◆ Exercise instructions: Your output must consist of the records printed verbatim, with the pictures excluded.

Records for this task section start

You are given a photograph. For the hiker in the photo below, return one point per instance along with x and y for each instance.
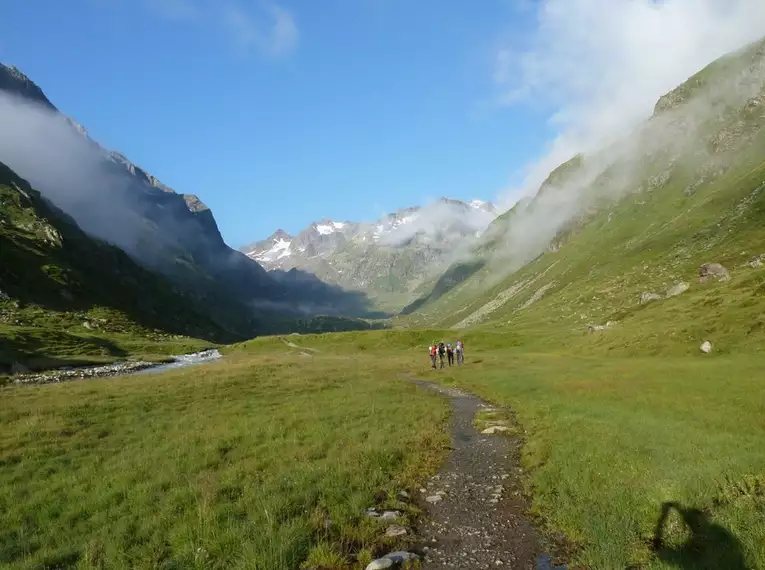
(459, 349)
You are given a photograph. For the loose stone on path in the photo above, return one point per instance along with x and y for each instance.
(481, 523)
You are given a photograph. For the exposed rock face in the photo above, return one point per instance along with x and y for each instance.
(14, 81)
(648, 297)
(392, 255)
(119, 202)
(677, 289)
(713, 271)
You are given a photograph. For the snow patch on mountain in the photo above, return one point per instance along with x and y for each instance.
(279, 250)
(443, 224)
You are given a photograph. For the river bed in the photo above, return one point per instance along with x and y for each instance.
(116, 369)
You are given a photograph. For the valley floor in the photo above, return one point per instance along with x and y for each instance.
(269, 458)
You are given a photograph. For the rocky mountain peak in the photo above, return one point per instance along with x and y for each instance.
(13, 80)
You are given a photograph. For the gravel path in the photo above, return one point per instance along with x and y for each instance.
(477, 512)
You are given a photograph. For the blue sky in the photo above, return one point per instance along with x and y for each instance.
(277, 115)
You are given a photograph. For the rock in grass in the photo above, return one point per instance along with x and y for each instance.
(648, 297)
(495, 429)
(710, 271)
(395, 530)
(677, 289)
(380, 564)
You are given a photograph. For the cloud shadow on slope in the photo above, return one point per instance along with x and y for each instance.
(312, 296)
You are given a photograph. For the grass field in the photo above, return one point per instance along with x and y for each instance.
(240, 464)
(609, 440)
(265, 460)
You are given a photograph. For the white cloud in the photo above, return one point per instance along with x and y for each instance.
(601, 65)
(271, 31)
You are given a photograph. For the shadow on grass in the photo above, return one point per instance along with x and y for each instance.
(455, 275)
(34, 352)
(709, 546)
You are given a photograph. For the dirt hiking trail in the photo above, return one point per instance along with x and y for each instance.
(477, 514)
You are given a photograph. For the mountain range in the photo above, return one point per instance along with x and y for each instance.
(389, 258)
(610, 238)
(664, 226)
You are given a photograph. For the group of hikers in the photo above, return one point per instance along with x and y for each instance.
(437, 351)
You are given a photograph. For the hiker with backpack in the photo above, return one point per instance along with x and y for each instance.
(460, 350)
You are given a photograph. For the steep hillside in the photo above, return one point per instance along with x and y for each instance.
(54, 277)
(175, 234)
(388, 259)
(117, 201)
(617, 244)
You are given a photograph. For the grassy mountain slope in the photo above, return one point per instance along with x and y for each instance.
(173, 234)
(61, 288)
(640, 217)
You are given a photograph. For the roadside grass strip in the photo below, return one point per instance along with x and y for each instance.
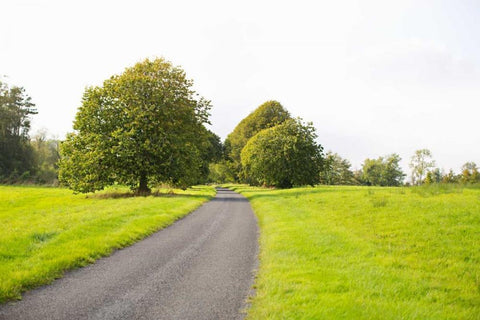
(46, 231)
(339, 252)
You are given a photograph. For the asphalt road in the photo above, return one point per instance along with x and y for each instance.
(201, 267)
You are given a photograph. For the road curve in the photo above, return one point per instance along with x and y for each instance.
(201, 267)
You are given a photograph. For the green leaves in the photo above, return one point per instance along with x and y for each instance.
(283, 156)
(146, 123)
(269, 114)
(384, 171)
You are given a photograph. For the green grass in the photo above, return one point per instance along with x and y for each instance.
(367, 253)
(45, 231)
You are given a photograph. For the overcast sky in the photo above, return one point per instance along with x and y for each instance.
(375, 77)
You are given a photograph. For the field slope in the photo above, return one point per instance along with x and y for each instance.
(48, 230)
(367, 253)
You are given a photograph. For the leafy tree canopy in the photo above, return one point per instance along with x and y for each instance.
(141, 127)
(336, 170)
(16, 155)
(420, 163)
(283, 156)
(269, 114)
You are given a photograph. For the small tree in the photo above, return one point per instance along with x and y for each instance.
(384, 171)
(283, 156)
(336, 170)
(470, 173)
(420, 163)
(16, 155)
(142, 127)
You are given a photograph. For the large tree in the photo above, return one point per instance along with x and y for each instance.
(267, 115)
(141, 127)
(283, 156)
(336, 170)
(16, 155)
(420, 163)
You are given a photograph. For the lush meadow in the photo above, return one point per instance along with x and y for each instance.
(367, 253)
(45, 231)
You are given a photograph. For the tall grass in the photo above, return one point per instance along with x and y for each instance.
(45, 231)
(367, 253)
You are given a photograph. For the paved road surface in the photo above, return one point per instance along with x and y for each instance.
(201, 267)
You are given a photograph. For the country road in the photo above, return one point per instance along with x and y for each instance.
(201, 267)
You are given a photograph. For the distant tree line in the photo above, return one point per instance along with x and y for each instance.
(23, 159)
(146, 127)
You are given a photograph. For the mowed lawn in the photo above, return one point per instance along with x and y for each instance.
(367, 253)
(45, 231)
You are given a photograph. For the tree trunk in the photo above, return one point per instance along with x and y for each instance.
(143, 188)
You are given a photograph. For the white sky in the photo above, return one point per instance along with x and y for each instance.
(375, 77)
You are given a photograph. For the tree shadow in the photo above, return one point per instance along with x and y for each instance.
(155, 194)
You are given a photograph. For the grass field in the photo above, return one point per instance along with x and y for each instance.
(45, 231)
(367, 253)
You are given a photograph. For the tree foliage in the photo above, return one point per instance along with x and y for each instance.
(267, 115)
(142, 127)
(336, 170)
(16, 155)
(384, 171)
(470, 173)
(420, 163)
(283, 156)
(46, 157)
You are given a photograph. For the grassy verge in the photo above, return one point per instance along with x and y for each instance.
(367, 253)
(46, 231)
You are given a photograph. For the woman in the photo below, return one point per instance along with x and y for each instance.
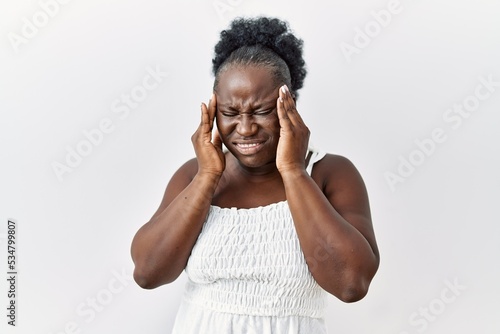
(264, 229)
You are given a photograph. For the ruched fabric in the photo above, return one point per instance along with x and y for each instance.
(247, 274)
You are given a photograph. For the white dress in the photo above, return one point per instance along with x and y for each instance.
(247, 274)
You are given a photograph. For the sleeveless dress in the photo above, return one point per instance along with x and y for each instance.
(247, 274)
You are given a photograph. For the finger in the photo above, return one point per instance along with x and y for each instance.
(212, 109)
(282, 113)
(289, 105)
(217, 140)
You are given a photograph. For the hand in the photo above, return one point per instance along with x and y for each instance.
(294, 135)
(208, 149)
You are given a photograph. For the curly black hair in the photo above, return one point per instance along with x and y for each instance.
(262, 41)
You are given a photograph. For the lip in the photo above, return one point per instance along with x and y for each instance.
(248, 147)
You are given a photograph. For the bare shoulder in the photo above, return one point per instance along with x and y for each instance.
(342, 183)
(337, 171)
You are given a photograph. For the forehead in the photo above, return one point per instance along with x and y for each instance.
(246, 82)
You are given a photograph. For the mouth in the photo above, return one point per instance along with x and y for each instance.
(248, 148)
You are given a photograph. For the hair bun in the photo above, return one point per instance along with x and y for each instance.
(271, 33)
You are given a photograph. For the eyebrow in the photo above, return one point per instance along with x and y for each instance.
(264, 105)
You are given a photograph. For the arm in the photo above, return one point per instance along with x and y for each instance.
(333, 223)
(161, 248)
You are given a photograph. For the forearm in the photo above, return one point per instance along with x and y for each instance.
(161, 248)
(339, 257)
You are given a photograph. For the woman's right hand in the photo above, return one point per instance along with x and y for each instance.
(208, 149)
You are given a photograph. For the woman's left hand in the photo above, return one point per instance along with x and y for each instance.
(294, 135)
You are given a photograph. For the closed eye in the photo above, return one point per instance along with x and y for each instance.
(264, 112)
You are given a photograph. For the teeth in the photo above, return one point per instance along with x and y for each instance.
(248, 145)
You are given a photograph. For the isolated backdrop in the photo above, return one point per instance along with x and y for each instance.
(98, 100)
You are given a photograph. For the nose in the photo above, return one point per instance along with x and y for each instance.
(246, 126)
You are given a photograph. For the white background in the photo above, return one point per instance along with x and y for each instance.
(439, 225)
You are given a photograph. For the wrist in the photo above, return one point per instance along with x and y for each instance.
(291, 174)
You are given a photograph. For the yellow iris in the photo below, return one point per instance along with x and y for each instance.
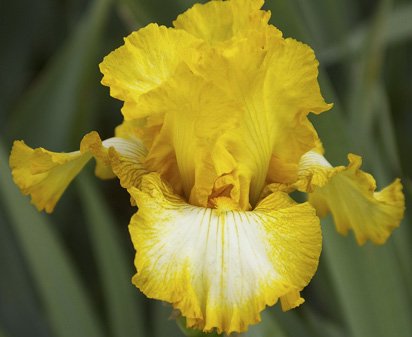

Records for this task section end

◆ Response to this task:
You are given a photograph. For the hiker in the photo below, return one point per instance along with x and y for each instance.
(459, 349)
You are given a photograph. For the loose stone on path in the photo above, return one point per instance along with x and y for each instance.
(481, 523)
You are given a photograph. For the exposed rock face in the photo above, return one point per instance along with x and y for each instance.
(14, 81)
(648, 297)
(392, 255)
(119, 202)
(677, 289)
(713, 271)
You are given a photograph. For the snow patch on mountain in the photo above, return one point per instance along with x and y for each instance.
(279, 250)
(443, 224)
You are given a photograph. For the river bed in the photo above, return one point per instance along with x and y for each instance.
(116, 369)
You are given a photograph. For the valley floor in the photo above, return one point per instance along with x and y for each instance.
(269, 458)
You are given a photograph. For the rocky mountain peak in the photo above, return one point per instance along with x and y for each instance.
(13, 80)
You are given a photograph. For the gravel path in the photo above, return one point per instance along with x and y for each instance.
(477, 512)
You are given a photograph. For the blue sky in the photo above, return one point per instance along with x and y for each instance.
(277, 115)
You are given a photograph. For the rock in grass in the photo above, return one point per instance along with x and y for each instance.
(648, 297)
(495, 429)
(710, 271)
(395, 530)
(677, 289)
(380, 564)
You are given a photograph. For the cloud shadow on slope in the photo above, return one point per instance along with x and y for each instance.
(312, 296)
You are given a photograph. For the grass field in the photo above, return one point per instance along with x and y for each instance.
(240, 464)
(609, 440)
(265, 460)
You are given a photograph. For the white cloud in the photo above, return one point per instance along with x and y for each instance.
(601, 65)
(271, 31)
You are given a photograph. For the shadow on grass in the photo above, return one point per instance along with x and y for each instance.
(455, 275)
(34, 352)
(709, 546)
You are given a photograph. For the dirt hiking trail in the photo above, return one point per instance along with x and y for each instance.
(477, 514)
You are given a photograph. For the mountain range in the photo above, return one point per instance along with x and y for each instance.
(389, 258)
(610, 238)
(664, 226)
You are given a photograph. For the group of hikers in the photo above, return one point per instance along with x and y for each instance.
(437, 351)
You are given a photograph. For the hiker with backpack in the photo above, return one point per instance along with x and y for each instance.
(460, 350)
You are given a photograph. For the steep hillside in the photo above, return one point per instance along with x and y for each instance.
(54, 277)
(175, 234)
(388, 259)
(117, 201)
(617, 244)
You are given a photograph. For the grassy mountain slope in the photo above, return one point per instance along with x and y for each instance.
(173, 234)
(61, 288)
(640, 217)
You are given a photograph. For the roadside grass strip in the photo below, return one point per instance along with x and y for each instance.
(46, 231)
(339, 252)
You are given a photograph. For the asphalt road in the photo above, return one point per instance along with x and y for each instance.
(201, 267)
You are given a photograph. For the road curve in the photo above, return one point per instance along with x and y for each instance.
(201, 267)
You are given a photograph. For the green leaves in the photo above, return one point per instance along with x and y for each instance.
(283, 156)
(146, 123)
(269, 114)
(384, 171)
You are given a photograph. For the green grass in the photo above, return one point per instance along with x and y for each instance.
(367, 253)
(45, 231)
You are given a photograph. For the overcast sky in the photo above, return one point per instance along with x and y for each instance.
(375, 77)
You are given a photograph. For the field slope in the photo above, return one point per instance along with x and y for each instance.
(48, 230)
(367, 253)
You are given a photograph. For the leafy tree canopy in the photo above, return one point per instance along with x and y for each instance.
(141, 127)
(336, 170)
(16, 155)
(420, 163)
(283, 156)
(269, 114)
You are given a photograph. For the small tree in the photo above, return one point per instance along with x and y for each instance.
(384, 171)
(283, 156)
(336, 170)
(470, 173)
(420, 163)
(16, 155)
(142, 127)
You are given a photograph. For the large tree in the photo above, return one point per instance along with x and y for each instance.
(267, 115)
(141, 127)
(283, 156)
(336, 170)
(16, 155)
(420, 163)
You are given a photograph. For the lush meadow in the photo above, return one point per instance along with x and y for each instance.
(367, 253)
(45, 231)
You are given a photograph. For the tall grass in the photo above, return one point per instance along with x and y for each instance.
(45, 231)
(367, 253)
You are given a photograph. For the paved road surface in the photo above, return one point per instance along with x and y for each instance.
(201, 267)
You are given a photograph. For the country road in the photo above, return one point per instance along with x and y for each instance.
(201, 267)
You are given a photograph. For the distant tree line in the photo above, return one point per instance along with x and y for each instance.
(23, 159)
(146, 127)
You are given a photograph. For the mowed lawn in the photo above, return one point per instance along with x and y for each instance.
(367, 253)
(45, 231)
You are given a photograph. For the tree trunk in the photo above, return one point per instance along with x and y for each instance.
(143, 188)
You are given a photograph. For the white sky in the photo above, return one point per instance along with x and y for each instance.
(375, 77)
You are given a photograph. For the tree shadow in the photo above, return one point per instance along with x and y for each instance.
(155, 194)
You are given a photograph. For the grass field in the photo above, return one point per instance along with x and y for each instance.
(45, 231)
(367, 253)
You are given a photograph. For the tree foliage in the photo above, return one point per instance along with x and y for each instance.
(267, 115)
(142, 127)
(336, 170)
(16, 155)
(384, 171)
(470, 173)
(420, 163)
(283, 156)
(46, 157)
You are given a photograph. For the grassy verge in the photo above, return one point per instance along with x and y for each instance.
(367, 253)
(46, 231)
You are given a photograph. For the woman in the photo below, return one point per instance along with x and y for each instance.
(264, 229)
You are given a photograph. For the ruched fabric in the photo above, return one point per instance along with x and y for each instance.
(247, 274)
You are given a photograph. For the white dress in the photo above, return one point per instance along with x and y for each instance.
(247, 274)
You are given a photograph. For the sleeveless dress in the photo above, return one point per instance along with x and y for each instance.
(247, 274)
You are given a photograph. For the finger in the photo above, return one point per instance along with x and y for each instance.
(212, 109)
(282, 113)
(289, 105)
(217, 140)
You are given a photograph. For the hand in the photo above, return one point per instance along with x and y for each instance.
(294, 135)
(208, 149)
You are given a photograph. For the curly black hair in the photo above, return one point per instance along with x and y for each instance.
(262, 41)
You are given a photograph. For the lip in the photo above, return one point per instance along with x and y for each instance.
(248, 147)
You are given a photograph. For the bare shoulder in the photo above, return one point per instance along with x and y for each instance.
(342, 183)
(337, 171)
You are given a photograph. For the forehead in the photo above, return one point per instance along with x and y for each instance.
(246, 82)
You are given a photograph. For the mouth in the photo above, return one point per instance along with x and y for each instance.
(248, 148)
You are given a photograph. For the hair bun in the photo above, return one point per instance along with x and y for each instance.
(271, 33)
You are given a photograph. For the eyebrow in the photo above, return one point per instance along with x and y for each instance.
(264, 105)
You are given a photograph. For the arm in the photo above, return one point per instance along with x and y for each instance.
(333, 223)
(161, 248)
You are given a photograph. For the forearm in the photo above, return one point per instance along with x and y for each instance.
(161, 248)
(339, 257)
You are given a photograph. For the woman's right hand in the photo above, return one point per instance along with x and y for each instance.
(208, 149)
You are given a photograph. For the woman's left hand in the photo above, return one point per instance along with x and y for each instance.
(294, 135)
You are given a photograph. For the closed eye in the photo above, return one point per instance along with x and y for each instance.
(264, 112)
You are given a photograph. For the teeth in the photo above, return one point per instance along with x and y for each instance.
(248, 145)
You are given a photograph. For the isolated backdrop in the photo above, return one point per instance along with x and y for each instance.
(98, 100)
You are given a photograph. For the nose in the photo above, return one point per instance along with x and y for each instance.
(246, 126)
You are given a photograph. For the white background in the photo above, return one point per instance along with x and y for each instance.
(439, 225)
You are given a photograph. For the wrist in the photo above, return one point per instance along with x and y for each instance.
(291, 174)
You are given a photograph. For the yellow iris in the photo below, return one point per instance along with x and y for each instance.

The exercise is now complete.